**Article**
^^^^

In between those two, though, at least out in the margins where the obvious impossibility of making a living at this frees people from commercial pressure, there lingers the EP: three to six songs of approximately equal ambition, lasting fifteen to twenty minutes or so. The only significant recent mainstream example I can think of, offhand, is Sinéad O'Connor's Gospel Oak, but I've accumulated a small tower of them from more obscure sources. They are, in a way, the ideal DIY format, substantial enough to establish the identity of the artist (as a single song usually is not), but small enough that a band with day jobs don't have to spend three years accumulating the material to fill one. EPs are to music what short stories are to writing, and what short films are to movies. Which means, among other things, that basically nobody ever hears about them. Here are a few that deserve better.

^^^^

**Data lines**
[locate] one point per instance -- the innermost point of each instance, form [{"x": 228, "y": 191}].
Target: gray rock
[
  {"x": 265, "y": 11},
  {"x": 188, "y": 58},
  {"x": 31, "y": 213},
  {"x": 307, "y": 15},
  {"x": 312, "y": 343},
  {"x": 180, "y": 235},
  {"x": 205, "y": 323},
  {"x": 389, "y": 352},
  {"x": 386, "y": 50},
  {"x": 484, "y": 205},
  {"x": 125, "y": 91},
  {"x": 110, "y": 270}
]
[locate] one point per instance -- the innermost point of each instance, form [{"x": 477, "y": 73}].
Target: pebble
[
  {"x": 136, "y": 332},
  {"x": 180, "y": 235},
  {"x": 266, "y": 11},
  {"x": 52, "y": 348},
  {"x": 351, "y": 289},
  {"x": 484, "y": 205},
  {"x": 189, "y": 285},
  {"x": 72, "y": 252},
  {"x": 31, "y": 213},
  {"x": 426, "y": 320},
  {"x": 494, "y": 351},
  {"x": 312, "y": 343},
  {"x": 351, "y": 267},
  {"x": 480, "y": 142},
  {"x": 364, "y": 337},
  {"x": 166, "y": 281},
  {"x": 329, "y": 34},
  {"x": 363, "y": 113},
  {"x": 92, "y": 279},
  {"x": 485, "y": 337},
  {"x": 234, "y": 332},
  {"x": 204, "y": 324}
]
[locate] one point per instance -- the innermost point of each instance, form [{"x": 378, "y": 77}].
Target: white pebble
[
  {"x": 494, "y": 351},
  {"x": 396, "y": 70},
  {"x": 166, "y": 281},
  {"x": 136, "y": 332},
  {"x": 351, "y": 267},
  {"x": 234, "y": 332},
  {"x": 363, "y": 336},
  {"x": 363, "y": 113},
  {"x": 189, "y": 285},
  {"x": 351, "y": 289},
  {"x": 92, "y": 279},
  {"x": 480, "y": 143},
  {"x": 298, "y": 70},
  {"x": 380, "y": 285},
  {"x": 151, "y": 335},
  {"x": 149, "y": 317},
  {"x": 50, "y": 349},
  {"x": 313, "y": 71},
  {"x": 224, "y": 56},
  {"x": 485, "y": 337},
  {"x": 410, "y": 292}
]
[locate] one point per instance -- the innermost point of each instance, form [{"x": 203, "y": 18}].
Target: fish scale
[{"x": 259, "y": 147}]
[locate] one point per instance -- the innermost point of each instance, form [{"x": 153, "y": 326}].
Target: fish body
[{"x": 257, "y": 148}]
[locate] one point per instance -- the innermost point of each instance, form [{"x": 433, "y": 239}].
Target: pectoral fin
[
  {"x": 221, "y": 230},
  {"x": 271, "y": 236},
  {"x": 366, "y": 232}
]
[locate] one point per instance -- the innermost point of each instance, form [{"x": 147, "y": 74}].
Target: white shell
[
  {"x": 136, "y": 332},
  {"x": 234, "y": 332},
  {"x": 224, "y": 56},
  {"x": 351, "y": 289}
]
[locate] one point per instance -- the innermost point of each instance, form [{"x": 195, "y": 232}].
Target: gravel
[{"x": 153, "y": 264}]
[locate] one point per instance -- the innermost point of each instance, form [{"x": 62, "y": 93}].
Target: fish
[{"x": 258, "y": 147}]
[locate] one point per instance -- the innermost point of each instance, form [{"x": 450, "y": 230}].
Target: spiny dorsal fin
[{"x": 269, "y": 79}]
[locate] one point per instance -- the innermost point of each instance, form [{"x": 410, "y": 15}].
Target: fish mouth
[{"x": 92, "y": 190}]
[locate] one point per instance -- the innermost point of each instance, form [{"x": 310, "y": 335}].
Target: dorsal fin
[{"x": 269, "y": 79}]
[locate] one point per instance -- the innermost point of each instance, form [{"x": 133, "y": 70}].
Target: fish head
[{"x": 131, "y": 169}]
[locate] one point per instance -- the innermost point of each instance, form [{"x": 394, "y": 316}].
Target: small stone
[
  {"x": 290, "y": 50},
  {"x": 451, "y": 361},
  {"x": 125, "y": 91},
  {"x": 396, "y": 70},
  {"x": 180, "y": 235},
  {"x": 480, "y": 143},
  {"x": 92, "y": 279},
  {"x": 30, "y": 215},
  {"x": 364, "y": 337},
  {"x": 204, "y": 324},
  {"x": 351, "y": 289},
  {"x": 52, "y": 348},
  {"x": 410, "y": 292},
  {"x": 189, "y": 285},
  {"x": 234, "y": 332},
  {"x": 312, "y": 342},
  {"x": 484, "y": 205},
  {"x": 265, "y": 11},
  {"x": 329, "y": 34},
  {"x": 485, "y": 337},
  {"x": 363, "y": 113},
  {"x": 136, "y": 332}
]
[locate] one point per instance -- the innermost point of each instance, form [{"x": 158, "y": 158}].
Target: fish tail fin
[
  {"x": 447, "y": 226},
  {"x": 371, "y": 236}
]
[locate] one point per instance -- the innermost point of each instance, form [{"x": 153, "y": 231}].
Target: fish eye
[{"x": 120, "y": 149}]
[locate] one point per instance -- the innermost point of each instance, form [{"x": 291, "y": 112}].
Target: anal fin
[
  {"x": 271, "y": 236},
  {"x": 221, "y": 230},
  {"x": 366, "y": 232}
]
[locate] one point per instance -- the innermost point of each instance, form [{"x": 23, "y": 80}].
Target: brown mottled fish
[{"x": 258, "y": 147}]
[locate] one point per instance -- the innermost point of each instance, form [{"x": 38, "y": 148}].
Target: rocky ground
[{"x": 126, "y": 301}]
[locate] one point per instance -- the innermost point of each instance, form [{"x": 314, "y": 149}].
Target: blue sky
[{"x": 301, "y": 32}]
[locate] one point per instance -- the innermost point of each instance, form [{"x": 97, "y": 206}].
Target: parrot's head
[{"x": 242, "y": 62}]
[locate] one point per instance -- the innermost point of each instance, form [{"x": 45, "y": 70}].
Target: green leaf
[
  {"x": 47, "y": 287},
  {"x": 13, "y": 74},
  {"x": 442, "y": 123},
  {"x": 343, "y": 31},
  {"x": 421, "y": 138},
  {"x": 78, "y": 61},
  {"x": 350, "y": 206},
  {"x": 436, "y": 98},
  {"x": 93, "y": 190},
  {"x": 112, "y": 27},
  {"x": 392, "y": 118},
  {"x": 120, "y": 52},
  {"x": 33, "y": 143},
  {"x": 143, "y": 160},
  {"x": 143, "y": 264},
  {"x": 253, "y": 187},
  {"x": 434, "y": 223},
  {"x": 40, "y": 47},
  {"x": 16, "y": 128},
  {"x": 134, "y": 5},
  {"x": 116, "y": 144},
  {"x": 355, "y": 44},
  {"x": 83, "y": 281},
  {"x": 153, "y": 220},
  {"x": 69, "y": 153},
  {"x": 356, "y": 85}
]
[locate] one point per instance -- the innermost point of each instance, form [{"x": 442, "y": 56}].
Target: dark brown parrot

^^^^

In the passage about EPs, which recent mainstream EP does the writer name as the only significant one that comes to mind?

**Task answer**
Sinéad O'Connor's Gospel Oak